# PROBLEM DETAILS
Reproduce all of the lines below word for word, leaving the pictures out.

Extracted lines:
....

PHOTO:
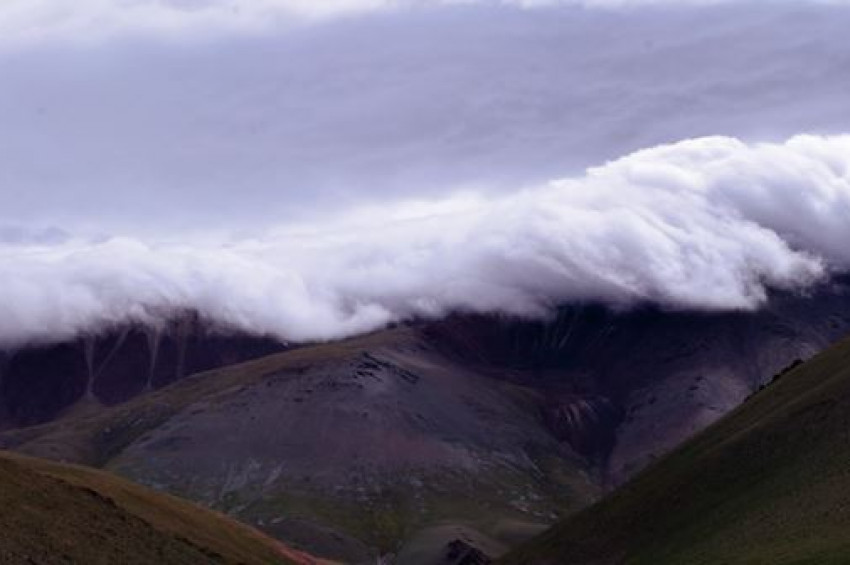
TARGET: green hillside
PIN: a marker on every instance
(54, 513)
(770, 483)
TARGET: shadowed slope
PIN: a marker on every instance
(767, 484)
(55, 513)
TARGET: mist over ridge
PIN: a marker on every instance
(705, 224)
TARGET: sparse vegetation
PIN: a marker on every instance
(768, 484)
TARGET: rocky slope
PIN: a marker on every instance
(766, 485)
(477, 430)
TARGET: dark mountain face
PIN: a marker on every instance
(362, 447)
(622, 388)
(37, 383)
(766, 484)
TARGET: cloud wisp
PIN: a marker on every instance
(708, 223)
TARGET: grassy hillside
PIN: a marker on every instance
(55, 513)
(770, 483)
(348, 450)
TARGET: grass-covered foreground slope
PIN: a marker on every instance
(55, 513)
(348, 450)
(770, 483)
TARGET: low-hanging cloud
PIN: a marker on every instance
(709, 223)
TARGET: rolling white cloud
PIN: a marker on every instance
(312, 170)
(708, 223)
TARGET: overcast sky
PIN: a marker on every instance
(193, 138)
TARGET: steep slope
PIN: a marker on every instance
(348, 449)
(767, 484)
(53, 513)
(641, 382)
(40, 381)
(471, 429)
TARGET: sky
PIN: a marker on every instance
(315, 169)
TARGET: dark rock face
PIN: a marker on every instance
(622, 388)
(38, 382)
(459, 552)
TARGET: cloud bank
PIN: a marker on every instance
(708, 223)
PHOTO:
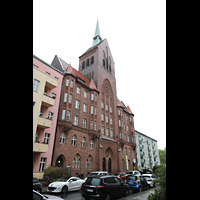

....

# SOLUTION TO THIS PROBLEM
PHOTO:
TARGET: green hillside
PIN: a marker on every instance
(54, 513)
(770, 483)
TARGET: shadowed slope
PIN: a marker on every instance
(767, 484)
(55, 513)
TARGET: mist over ridge
PIN: a marker on every instance
(705, 224)
TARGET: sparse vegetation
PIN: a marker on every instance
(768, 484)
TARGET: rocky slope
PIN: a marker on every instance
(766, 485)
(477, 430)
TARGET: dark mountain face
PIN: a marker on every instance
(362, 447)
(622, 388)
(37, 383)
(766, 484)
TARGET: cloud wisp
PIN: a marker on every instance
(708, 223)
TARGET: grassy hillside
PIN: a marker on every instance
(55, 513)
(770, 483)
(348, 450)
TARGET: grass-covered foreground slope
PIN: a marker on every instance
(55, 513)
(348, 450)
(770, 483)
TARGET: low-hanging cloud
PIN: a marker on every instance
(709, 223)
TARGET: rolling white cloud
PIN: a marker on every instance
(312, 170)
(708, 223)
TARGET: overcast sky
PIN: a marker on every instance
(193, 138)
TARGET: steep slope
PIN: a marker on every instance
(348, 449)
(767, 484)
(53, 513)
(641, 382)
(40, 381)
(471, 429)
TARGET: sky
PIN: a marker on every instance
(315, 169)
TARGET: dark rock face
PIN: a marker on every instance
(622, 388)
(38, 382)
(459, 552)
TARGET: cloud bank
PIN: a marker on every instance
(708, 223)
PHOTO:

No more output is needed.